**Texto de origem:**
O conteúdo da correspondência íntima de Mário de Andrade a Manoel Bandeira no dia 7 de abril de 1928 foi levantado pelo Don Oleari, Portal de Notícias, que o reedita, ipsis literis:

“Está claro que eu nunca falei a você sobre o que se fala de mim e não desminto. Mas em que podia ajuntar em grandeza ou melhoria para nós ambos, pra você, ou pra mim, comentarmos e elucidar sobre a minha tão falada (pelos outros) homossexualidade?

Em nada.  Valia de alguma coisa eu mostrar o muito de exagero nessas contínuas conversas sociais? Não adiantava pra você, que não é individuo de intriga sociais. Pra você me defender dos outros? Não adiantava nada pra mim porque toda vida tem duas vidas, a social e a particular, na vida particular isso só interessa a mim e na social você não conseguia evitar a socialização absolutamente desprezível duma verdade inicial”.

Ao final de sua correspondência, Mário de Andrade passa a Manoel Bandeira a responsabilidade pelo fim de sua carta:

“…eis aí uns pensamentos jogados no papel, sem conclusão e nem consequência; faça deles o que quiser”.

Resposta do amigo de todos os momentos:

“Fique tranquilo: a sua perigosa carta chegou”.

Manoel Bandeira

A discrição e a confiança do correto amigo asseguraram-lhes uma amizade até o fim da vida de Mário de Andrade.

A Coluna indiscreta revela de passagem ter sido Manoel Bandeira, com seus óculos fundo-de-garrafa e seus dentes proeminentes abertos em permanente sorriso que extrapolava os limites da boca, sem medo de parecer feio, encantava pela espontaneidade, pela correta postura e honesta preocupação com seus amigos, um homem de muitas mulheres, solteiras, casadas, viúvas. Ao mesmo tempo mais de uma, justificando com seus versos:

Se queres sentir a felicidade de amar, esquece a tua alma.

**Registros:**
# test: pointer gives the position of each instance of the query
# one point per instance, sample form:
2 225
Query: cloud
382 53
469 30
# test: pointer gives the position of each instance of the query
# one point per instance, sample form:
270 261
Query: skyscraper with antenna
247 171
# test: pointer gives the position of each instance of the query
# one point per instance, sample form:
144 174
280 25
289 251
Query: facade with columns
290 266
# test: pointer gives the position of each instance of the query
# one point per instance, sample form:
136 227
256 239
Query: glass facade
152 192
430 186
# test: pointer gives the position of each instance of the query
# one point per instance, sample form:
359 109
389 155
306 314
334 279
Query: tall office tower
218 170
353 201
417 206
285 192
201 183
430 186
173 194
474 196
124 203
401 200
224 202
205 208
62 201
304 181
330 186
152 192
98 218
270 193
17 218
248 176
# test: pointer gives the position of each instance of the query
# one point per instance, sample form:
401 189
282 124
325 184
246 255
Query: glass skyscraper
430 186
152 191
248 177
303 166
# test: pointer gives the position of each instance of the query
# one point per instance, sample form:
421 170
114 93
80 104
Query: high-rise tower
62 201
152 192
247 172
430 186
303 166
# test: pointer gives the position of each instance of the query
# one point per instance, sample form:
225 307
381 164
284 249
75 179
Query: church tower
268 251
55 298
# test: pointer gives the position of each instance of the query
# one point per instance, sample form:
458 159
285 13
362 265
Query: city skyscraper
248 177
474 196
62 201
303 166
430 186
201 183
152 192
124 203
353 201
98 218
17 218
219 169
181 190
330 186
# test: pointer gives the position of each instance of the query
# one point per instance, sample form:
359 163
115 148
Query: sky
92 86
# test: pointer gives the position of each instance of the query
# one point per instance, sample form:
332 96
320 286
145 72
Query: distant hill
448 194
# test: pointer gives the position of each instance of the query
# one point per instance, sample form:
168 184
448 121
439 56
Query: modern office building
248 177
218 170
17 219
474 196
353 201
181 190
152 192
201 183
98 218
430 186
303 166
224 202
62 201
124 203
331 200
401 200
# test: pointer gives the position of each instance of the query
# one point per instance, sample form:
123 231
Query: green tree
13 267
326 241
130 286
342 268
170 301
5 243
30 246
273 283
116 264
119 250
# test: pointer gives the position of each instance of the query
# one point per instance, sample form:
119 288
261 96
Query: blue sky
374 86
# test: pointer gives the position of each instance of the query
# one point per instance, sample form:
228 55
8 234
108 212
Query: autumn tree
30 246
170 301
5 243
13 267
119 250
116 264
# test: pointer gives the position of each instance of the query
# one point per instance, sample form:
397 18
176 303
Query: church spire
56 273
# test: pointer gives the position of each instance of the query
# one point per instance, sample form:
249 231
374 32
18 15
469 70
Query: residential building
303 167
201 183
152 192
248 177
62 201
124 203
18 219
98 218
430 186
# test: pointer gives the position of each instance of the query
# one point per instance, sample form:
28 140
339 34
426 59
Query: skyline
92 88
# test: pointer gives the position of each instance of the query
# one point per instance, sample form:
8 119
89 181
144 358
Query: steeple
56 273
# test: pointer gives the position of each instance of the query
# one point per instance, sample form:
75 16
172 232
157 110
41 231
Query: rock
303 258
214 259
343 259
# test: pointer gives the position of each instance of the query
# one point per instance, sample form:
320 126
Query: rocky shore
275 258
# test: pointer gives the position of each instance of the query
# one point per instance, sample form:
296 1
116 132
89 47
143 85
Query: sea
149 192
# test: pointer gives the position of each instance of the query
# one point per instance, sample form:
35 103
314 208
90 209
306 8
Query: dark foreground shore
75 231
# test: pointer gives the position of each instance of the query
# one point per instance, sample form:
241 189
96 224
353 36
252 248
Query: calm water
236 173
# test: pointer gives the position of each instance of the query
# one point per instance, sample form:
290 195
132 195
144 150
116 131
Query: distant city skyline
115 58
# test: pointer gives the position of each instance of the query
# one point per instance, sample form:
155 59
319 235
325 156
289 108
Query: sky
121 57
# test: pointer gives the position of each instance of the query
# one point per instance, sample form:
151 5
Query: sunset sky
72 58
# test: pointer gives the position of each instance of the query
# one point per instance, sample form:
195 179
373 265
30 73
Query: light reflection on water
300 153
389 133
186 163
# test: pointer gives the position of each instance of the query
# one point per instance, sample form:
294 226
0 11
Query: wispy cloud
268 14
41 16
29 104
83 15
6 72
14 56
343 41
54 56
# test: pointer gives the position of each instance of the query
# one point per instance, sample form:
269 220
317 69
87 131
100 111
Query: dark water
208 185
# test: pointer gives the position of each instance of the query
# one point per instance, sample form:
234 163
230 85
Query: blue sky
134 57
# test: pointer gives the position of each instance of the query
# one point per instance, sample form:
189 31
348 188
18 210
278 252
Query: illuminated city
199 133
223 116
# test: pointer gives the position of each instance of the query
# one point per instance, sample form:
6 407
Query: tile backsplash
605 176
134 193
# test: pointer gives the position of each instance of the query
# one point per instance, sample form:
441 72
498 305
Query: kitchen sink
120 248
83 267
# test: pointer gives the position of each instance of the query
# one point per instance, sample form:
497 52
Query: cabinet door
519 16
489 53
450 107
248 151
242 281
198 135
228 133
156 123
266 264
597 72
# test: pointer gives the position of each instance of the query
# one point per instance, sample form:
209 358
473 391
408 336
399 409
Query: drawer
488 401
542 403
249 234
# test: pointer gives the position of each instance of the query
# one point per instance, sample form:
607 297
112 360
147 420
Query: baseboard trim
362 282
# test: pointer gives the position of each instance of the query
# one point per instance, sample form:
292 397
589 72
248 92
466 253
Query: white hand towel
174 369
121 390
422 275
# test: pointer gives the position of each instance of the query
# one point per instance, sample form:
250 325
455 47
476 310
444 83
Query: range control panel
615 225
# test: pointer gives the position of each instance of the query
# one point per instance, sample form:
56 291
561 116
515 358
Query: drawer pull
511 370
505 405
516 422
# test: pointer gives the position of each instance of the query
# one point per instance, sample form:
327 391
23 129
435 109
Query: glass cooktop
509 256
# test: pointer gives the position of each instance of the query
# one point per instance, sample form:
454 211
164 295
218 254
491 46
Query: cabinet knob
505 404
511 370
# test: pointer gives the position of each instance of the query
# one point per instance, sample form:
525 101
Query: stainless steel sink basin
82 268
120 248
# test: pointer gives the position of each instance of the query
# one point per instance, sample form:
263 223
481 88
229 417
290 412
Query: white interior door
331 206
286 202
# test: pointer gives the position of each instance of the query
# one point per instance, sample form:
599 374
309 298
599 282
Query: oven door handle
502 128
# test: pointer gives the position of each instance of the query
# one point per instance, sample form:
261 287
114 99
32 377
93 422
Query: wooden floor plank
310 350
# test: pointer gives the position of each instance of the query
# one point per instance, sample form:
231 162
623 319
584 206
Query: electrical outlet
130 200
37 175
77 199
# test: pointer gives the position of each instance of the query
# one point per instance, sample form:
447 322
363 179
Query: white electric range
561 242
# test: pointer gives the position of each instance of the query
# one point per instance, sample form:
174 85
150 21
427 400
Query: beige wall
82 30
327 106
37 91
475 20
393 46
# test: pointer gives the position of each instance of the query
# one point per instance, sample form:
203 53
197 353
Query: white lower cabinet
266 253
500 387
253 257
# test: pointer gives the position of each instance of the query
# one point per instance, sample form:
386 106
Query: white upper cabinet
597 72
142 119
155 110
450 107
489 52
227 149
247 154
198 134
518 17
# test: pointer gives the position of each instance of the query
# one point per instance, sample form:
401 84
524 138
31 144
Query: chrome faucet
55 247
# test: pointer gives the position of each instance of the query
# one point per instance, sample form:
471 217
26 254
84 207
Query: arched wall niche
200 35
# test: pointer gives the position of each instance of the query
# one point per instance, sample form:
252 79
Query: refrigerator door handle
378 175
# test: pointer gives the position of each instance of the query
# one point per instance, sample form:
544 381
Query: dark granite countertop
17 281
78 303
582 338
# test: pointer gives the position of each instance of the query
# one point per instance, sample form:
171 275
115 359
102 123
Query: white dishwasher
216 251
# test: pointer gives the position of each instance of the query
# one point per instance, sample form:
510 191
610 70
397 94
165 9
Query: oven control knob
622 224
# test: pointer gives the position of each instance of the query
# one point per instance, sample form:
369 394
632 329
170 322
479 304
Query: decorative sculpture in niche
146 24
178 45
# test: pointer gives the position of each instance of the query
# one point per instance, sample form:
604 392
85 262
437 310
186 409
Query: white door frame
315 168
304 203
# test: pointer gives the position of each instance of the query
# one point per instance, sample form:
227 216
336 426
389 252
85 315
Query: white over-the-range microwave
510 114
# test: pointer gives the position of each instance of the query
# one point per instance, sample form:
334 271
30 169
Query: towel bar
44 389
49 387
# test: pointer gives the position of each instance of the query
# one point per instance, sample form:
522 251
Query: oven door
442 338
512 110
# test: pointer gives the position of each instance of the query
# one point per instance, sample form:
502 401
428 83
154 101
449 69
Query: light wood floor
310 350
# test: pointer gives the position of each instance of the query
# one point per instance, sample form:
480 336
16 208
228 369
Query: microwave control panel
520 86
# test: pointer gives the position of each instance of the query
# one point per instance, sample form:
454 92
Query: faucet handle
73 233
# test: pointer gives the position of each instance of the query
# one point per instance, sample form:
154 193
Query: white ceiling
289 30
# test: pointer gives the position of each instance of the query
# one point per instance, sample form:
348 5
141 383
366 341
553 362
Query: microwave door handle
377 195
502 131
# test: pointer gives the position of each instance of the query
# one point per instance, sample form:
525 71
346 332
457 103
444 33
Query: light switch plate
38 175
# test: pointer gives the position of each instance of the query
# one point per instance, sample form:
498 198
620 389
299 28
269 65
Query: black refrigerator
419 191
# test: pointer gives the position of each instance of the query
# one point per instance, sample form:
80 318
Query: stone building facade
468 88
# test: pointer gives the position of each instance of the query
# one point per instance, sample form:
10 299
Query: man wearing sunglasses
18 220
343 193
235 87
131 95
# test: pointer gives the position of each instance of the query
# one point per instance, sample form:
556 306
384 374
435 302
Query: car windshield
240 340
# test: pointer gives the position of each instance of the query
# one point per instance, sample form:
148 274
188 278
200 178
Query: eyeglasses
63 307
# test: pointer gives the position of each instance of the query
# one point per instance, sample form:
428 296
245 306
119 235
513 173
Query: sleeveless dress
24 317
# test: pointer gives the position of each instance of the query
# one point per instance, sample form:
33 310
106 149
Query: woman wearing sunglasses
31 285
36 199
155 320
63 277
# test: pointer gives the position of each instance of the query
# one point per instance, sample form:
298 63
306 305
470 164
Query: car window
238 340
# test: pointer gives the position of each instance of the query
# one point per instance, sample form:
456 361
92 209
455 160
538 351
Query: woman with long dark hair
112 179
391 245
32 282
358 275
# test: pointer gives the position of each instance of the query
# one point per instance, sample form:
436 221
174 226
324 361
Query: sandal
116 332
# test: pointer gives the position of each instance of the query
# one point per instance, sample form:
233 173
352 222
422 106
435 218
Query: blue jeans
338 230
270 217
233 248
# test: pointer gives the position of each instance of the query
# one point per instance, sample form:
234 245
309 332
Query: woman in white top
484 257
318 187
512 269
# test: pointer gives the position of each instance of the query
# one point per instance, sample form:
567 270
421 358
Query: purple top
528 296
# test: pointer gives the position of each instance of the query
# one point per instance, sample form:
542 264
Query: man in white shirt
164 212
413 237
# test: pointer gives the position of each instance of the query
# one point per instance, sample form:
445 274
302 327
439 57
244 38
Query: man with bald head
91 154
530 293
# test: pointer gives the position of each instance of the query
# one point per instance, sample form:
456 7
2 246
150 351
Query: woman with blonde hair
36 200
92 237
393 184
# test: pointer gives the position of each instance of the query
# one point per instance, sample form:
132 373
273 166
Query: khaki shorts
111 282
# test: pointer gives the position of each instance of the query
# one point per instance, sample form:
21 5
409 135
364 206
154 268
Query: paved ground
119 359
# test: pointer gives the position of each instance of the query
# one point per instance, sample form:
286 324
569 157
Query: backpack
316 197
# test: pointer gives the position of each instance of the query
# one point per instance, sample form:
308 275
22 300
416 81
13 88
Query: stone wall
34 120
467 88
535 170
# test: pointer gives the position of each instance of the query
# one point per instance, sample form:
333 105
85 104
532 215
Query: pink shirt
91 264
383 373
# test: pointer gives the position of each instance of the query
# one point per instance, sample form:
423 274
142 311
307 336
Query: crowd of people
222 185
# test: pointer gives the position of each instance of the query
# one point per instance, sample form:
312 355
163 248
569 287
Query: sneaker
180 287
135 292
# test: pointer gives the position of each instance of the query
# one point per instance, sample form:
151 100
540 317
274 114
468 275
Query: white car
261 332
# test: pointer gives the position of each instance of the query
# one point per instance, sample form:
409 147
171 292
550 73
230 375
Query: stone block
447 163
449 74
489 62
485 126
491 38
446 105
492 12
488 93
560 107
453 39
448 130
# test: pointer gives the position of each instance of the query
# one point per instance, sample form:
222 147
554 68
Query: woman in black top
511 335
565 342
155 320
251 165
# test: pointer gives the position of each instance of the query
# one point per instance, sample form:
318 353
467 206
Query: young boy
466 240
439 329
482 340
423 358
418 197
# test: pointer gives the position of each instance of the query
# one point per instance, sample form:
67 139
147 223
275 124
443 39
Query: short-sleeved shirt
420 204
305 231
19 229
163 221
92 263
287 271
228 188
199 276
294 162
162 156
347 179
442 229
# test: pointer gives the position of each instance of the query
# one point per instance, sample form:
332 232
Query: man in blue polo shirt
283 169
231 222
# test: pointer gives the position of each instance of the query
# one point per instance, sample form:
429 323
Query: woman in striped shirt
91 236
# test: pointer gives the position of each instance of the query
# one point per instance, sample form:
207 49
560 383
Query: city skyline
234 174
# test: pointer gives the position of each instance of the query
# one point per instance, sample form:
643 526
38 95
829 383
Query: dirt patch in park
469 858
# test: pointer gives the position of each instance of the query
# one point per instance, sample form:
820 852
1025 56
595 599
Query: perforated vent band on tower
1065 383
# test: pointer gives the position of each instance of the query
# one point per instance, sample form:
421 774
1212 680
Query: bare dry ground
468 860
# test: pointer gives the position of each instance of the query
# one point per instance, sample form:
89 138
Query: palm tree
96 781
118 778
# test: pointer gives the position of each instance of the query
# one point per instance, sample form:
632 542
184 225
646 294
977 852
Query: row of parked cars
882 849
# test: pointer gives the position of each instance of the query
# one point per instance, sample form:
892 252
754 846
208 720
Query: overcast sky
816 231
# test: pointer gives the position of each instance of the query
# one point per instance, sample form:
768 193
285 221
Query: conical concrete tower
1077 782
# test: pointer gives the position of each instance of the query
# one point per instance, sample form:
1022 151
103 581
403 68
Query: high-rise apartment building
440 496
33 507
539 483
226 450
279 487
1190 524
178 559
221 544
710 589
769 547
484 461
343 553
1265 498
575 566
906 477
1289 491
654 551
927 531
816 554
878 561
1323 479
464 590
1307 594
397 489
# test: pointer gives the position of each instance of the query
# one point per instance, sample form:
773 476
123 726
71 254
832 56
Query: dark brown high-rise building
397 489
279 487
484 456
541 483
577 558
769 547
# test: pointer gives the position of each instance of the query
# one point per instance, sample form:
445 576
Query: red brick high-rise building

**Tarefas:**
1. Responda com base no texto sobre a carta de Mário de Andrade a Manoel Bandeira:
(a) Em que data Mário de Andrade escreveu a carta?
(b) O que Manoel Bandeira respondeu ao amigo?
(c) Como eram os óculos de Manoel Bandeira?
2. Identifique cada linha dos registros que contém a palavra "church" e copie-a.
O texto e os registros não têm relação entre si.

**Respostas:**
1.
(a) Em 7 de abril de 1928.
(b) "Fique tranquilo: a sua perigosa carta chegou".
(c) Eram óculos fundo-de-garrafa.

2.
Query: church tower
Query: church spire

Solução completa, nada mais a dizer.